Copy every line of the material precisely.

**** Excerpted data

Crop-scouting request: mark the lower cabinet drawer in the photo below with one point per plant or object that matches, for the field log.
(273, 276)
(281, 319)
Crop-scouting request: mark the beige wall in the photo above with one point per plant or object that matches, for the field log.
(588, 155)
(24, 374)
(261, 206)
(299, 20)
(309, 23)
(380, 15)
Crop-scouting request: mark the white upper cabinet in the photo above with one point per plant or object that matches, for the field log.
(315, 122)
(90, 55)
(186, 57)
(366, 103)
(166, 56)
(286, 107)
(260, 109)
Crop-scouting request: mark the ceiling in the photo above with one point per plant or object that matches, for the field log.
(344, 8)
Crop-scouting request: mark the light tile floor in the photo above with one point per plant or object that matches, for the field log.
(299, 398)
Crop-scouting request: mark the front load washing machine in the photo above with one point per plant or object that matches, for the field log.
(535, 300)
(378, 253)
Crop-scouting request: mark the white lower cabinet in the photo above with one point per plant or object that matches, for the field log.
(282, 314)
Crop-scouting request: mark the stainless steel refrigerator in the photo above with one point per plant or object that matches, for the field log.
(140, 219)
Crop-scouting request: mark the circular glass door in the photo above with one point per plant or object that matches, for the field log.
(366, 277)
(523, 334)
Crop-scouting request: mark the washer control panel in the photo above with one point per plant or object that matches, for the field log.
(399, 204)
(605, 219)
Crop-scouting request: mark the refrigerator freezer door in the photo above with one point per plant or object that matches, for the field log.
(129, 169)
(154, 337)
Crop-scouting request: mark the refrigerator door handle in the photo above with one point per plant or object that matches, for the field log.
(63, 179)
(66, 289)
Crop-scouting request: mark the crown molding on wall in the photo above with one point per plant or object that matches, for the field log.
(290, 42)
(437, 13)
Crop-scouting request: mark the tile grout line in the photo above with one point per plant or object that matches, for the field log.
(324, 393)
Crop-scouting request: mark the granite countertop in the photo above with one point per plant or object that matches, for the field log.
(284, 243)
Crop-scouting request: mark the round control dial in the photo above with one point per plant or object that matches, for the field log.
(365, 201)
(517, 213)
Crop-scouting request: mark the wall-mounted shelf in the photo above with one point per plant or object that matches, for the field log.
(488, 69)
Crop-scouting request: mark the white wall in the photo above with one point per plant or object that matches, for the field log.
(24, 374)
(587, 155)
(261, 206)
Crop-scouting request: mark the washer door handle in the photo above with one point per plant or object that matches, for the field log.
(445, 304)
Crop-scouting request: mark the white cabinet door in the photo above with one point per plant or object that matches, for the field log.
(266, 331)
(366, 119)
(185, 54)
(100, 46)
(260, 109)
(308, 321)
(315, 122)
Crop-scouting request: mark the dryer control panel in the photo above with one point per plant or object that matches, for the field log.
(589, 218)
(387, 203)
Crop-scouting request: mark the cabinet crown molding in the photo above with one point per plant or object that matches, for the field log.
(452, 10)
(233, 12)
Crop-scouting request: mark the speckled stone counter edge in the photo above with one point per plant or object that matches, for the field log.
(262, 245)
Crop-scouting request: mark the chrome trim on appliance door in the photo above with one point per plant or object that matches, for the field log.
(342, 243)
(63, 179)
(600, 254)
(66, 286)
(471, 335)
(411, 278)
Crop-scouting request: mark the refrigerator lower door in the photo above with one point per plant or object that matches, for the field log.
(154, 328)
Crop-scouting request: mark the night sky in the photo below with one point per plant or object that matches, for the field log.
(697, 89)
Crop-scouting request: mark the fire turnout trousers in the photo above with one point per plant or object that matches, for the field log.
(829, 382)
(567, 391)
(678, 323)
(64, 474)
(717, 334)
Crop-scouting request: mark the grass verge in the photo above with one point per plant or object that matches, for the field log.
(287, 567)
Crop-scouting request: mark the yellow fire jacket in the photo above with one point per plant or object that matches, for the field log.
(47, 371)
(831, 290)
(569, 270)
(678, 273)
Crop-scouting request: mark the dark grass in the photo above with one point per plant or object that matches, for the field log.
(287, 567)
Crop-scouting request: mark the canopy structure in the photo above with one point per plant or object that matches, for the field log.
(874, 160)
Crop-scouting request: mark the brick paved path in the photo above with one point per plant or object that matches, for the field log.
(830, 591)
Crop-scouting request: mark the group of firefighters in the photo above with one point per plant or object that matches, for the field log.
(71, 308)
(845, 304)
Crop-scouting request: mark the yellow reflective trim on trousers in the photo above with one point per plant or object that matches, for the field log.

********

* [Response for this exercise]:
Crop-scouting request: mark the lower cabinet drawer in the photo below with one point per plant or object that matches, for the field log.
(273, 276)
(281, 319)
Crop-scouting request: mark the beige wall in the photo above with one point per plant or object that matches, for the field log.
(588, 155)
(24, 374)
(261, 206)
(299, 20)
(309, 23)
(380, 15)
Crop-scouting request: mark the white upper cabinet in the photo above with one point per plant or object that matches, for the field log.
(315, 122)
(90, 55)
(186, 57)
(366, 103)
(166, 56)
(286, 107)
(260, 109)
Crop-scouting request: mark the ceiling in the photo above with one point per plant or object that matches, for the field log.
(344, 8)
Crop-scouting request: mark the light tile floor in the photo above with one point per plant or object that matches, for the field log.
(299, 398)
Crop-scouting request: mark the front load washing machine in the photo above with one point per plant or object that matches, for the field log.
(535, 300)
(378, 253)
Crop-scouting request: mark the white lower cabinet in the photo above with one point per plant or object that matches, for the field log.
(282, 314)
Crop-scouting request: mark the stainless steel refrigerator in the photo above with one point per plant or object that matches, for the field log.
(140, 219)
Crop-scouting request: mark the circular glass door in the photo above with one point per plant or object that matches, for the field log.
(366, 277)
(523, 334)
Crop-scouting request: mark the washer control panel in the photo above with one point per plant or object that matches, for the field log.
(399, 204)
(605, 219)
Crop-scouting request: mark the refrigerator freezer door in the photo above with one point per plant or object that matches, for the field log.
(129, 169)
(154, 337)
Crop-scouting request: mark the refrigerator door handle in the photo above with one point per plant or object that matches, for the field log.
(63, 179)
(66, 289)
Crop-scouting request: mark the crown molding on wall in the photo above with one point per plant or object that matches, for the field log.
(290, 42)
(437, 13)
Crop-scouting request: mark the tile grout line in the photo above with one point per plant or object that matches, for the field log.
(324, 393)
Crop-scouting request: mark the granite countertop in the photo above with one point per plant or object that matches, for the field log.
(284, 243)
Crop-scouting request: mark the round control dial in the photo above with one point per plant or object that matches, for the field log.
(365, 201)
(517, 213)
Crop-scouting request: mark the wall-mounted shelf in the photo above with one point per plant or object that matches, for the field log.
(488, 69)
Crop-scouting request: mark the white wall in the photo above with one point per plant or object that matches, for the field log.
(24, 374)
(587, 155)
(261, 206)
Crop-scouting request: mark the washer door handle in the photo above with one point per plant or object that matches, for the field log.
(445, 304)
Crop-scouting request: mark the white cabinet door in the photo above with one point per plant or object that matches, for the field log.
(266, 331)
(366, 119)
(185, 54)
(100, 46)
(260, 109)
(308, 321)
(315, 122)
Crop-scouting request: mark the dryer control panel in the photo above with one point per plant or object that matches, for the field log.
(589, 218)
(387, 203)
Crop-scouting request: mark the cabinet crown molding in the photo above with one point per plant or object that matches, for the field log.
(452, 10)
(233, 12)
Crop-scouting request: mark the speckled stone counter edge in the photo above with one point per plant or object that matches, for the field log.
(262, 245)
Crop-scouting request: mark the chrome trim on appliance door in the photo above with one point per plant or object that matches, for the field log.
(342, 243)
(63, 179)
(600, 254)
(66, 286)
(471, 335)
(411, 278)
Crop-scouting request: mark the refrigerator lower door in the photo above with one point per plant or object that matches, for the field log.
(154, 328)
Crop-scouting request: mark the night sky in the photo below with one point per plant or object that matches, for the field log.
(697, 89)
Crop-scouting request: mark the fire turnout trousers in the photo above with one point per plant or object that matches, for the field log.
(829, 382)
(567, 391)
(678, 323)
(64, 474)
(717, 334)
Crop-scouting request: mark the grass verge in the photo above with one point per plant or object that matches, for the field log.
(287, 567)
Crop-scouting request: mark the yellow fire jacket in the photo above with one point per plant or object that matches, for the field log.
(47, 371)
(831, 290)
(569, 270)
(678, 273)
Crop-scouting request: mark the dark grass in the photo above with one point per plant or object that matches, for the field log.
(287, 567)
Crop-scouting request: mark the canopy structure in the photo above with one point per plant or object that matches, for the field log.
(874, 160)
Crop-scouting request: mark the brick paved path in the photo above with one point per plant or object that matches, for the field log.
(830, 591)
Crop-scouting request: mark the group of firefighters in the photo above with one point per plant or object that matches, for the field log.
(71, 308)
(845, 304)
Crop-scouting request: mark the yellow reflective trim on trousers in the photo above with one point per plant or object that matches, for the field log.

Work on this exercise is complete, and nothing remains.